(DATA FOR THE TASK)
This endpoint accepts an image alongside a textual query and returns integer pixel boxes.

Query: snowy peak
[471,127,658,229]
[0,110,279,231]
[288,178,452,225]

(AIM OF THE EXERCISE)
Rewrite the material with "endpoint" changed to "service" and every other word left as it is.

(PROBLEM SOLUTION)
This service accepts an image alongside a textual query and returns integer pixel boxes.

Query: snowy peak
[471,127,658,229]
[0,110,279,231]
[288,178,452,225]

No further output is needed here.